Passage for review:
● ● ● ●

Investigations revealed that a few days earlier, Raffaele Colaianni, the victim's husband and a long-time friend of Mantovani, had gone out for dinner with friends, leaving his wife home alone. Zacchi was lured out by Mantovani with an excuse, and once the pair were alone, he began to make sexual advances towards her, which she refused.

At this refusal, Mantovani became enraged, violently beating and then strangling her to death, before throwing the body into the canal. The fact that he was missing at the dinner attended by Colaianni was noted, and some witnesses later stated that they had seen wounds on Mantovani's hands. All of this, paired with Mantovani's suspicious attitude, led to his arrest a few days later. He would later be tried, convicted, and sentenced to 29 years imprisonment.

===Imprisonment and semi-open regime===
Following his conviction, Mantovani was transferred to serve his sentence at the Opera Prison. During his incarceration, Mantovani gave the impression that he had changed and could gradually reintegrate into society. The psychiatrists who treated him deemed that he was rehabilitated, but still retained his explosive temper and strong sexual frustration.

In 1996, after serving 13 years, Milan's Supervisory Court granted him the ability to leave prison for work after hearing a positive recommendation from supervisors at the Opera Prison and two psychiatric reports. Following his decision, Mantovani rented a room in Milan and found work in an IT company, where he spent most of his day before returning home to sleep.

===New murders===
On 31 October 1996, a recently released drug trafficker and mafia associate, 38-year-old Dora Vendola, was found strangled with a belt inside her Fiat Panda in Milan. When investigators learned that she was an acquaintance of Mantovani, he immediately became the prime suspect and was even charged with her murder. While investigating the crime, detectives learned that Mantovani had turned off his work computer for three hours without any good explanation, in addition to him admitting that Vendola had rejected his sexual advances. However, as he refused to admit responsibility and they did not have enough evidence to charge him, he was let go.

● ● ● ●

Raw data:

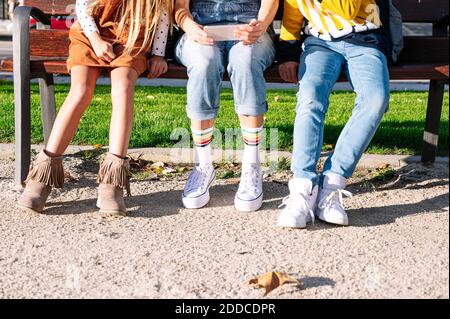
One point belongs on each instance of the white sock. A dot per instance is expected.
(252, 139)
(202, 141)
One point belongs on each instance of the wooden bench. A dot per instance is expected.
(41, 53)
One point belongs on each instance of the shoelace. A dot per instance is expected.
(198, 174)
(329, 199)
(249, 179)
(301, 204)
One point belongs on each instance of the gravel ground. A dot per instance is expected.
(396, 247)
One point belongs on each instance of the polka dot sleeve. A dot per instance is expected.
(87, 22)
(162, 32)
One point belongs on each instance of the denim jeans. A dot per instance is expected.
(321, 64)
(206, 66)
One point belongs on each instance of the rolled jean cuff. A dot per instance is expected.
(202, 115)
(314, 178)
(243, 110)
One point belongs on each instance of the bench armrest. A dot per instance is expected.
(21, 40)
(24, 13)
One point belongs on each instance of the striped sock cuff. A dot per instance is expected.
(202, 138)
(252, 136)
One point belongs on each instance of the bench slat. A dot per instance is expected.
(49, 43)
(412, 10)
(402, 72)
(427, 11)
(52, 7)
(423, 50)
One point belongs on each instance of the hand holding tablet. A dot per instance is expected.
(223, 32)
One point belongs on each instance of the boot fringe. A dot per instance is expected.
(115, 171)
(47, 170)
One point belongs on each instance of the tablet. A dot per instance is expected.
(223, 32)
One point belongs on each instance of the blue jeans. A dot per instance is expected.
(321, 64)
(206, 67)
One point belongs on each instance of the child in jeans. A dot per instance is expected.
(115, 35)
(245, 61)
(345, 35)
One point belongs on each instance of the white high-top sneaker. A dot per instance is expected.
(196, 191)
(249, 196)
(300, 204)
(331, 208)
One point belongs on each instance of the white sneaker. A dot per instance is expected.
(331, 207)
(249, 196)
(300, 204)
(196, 191)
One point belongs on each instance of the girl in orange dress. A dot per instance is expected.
(112, 35)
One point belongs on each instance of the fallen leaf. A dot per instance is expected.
(383, 166)
(157, 165)
(272, 280)
(68, 176)
(169, 170)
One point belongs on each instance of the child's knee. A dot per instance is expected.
(82, 92)
(206, 66)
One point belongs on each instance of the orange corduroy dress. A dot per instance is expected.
(82, 53)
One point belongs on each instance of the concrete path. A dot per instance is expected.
(397, 245)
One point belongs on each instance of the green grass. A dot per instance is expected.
(160, 110)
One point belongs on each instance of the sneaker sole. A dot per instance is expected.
(201, 201)
(286, 224)
(109, 213)
(197, 202)
(29, 209)
(248, 206)
(333, 222)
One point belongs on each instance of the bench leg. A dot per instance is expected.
(433, 120)
(22, 93)
(48, 104)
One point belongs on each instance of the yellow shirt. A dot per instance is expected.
(328, 19)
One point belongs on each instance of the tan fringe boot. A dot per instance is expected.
(113, 177)
(46, 172)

● ● ● ●

Rewrite the part of the murder account starting at "Investigations revealed that" and ending at "29 years imprisonment.", changing "canal" to "river".

Investigations revealed that a few days earlier, Raffaele Colaianni, the victim's husband and a long-time friend of Mantovani, had gone out for dinner with friends, leaving his wife home alone. Zacchi was lured out by Mantovani with an excuse, and once the pair were alone, he began to make sexual advances towards her, which she refused.

At this refusal, Mantovani became enraged, violently beating and then strangling her to death, before throwing the body into the river. The fact that he was missing at the dinner attended by Colaianni was noted, and some witnesses later stated that they had seen wounds on Mantovani's hands. All of this, paired with Mantovani's suspicious attitude, led to his arrest a few days later. He would later be tried, convicted, and sentenced to 29 years imprisonment.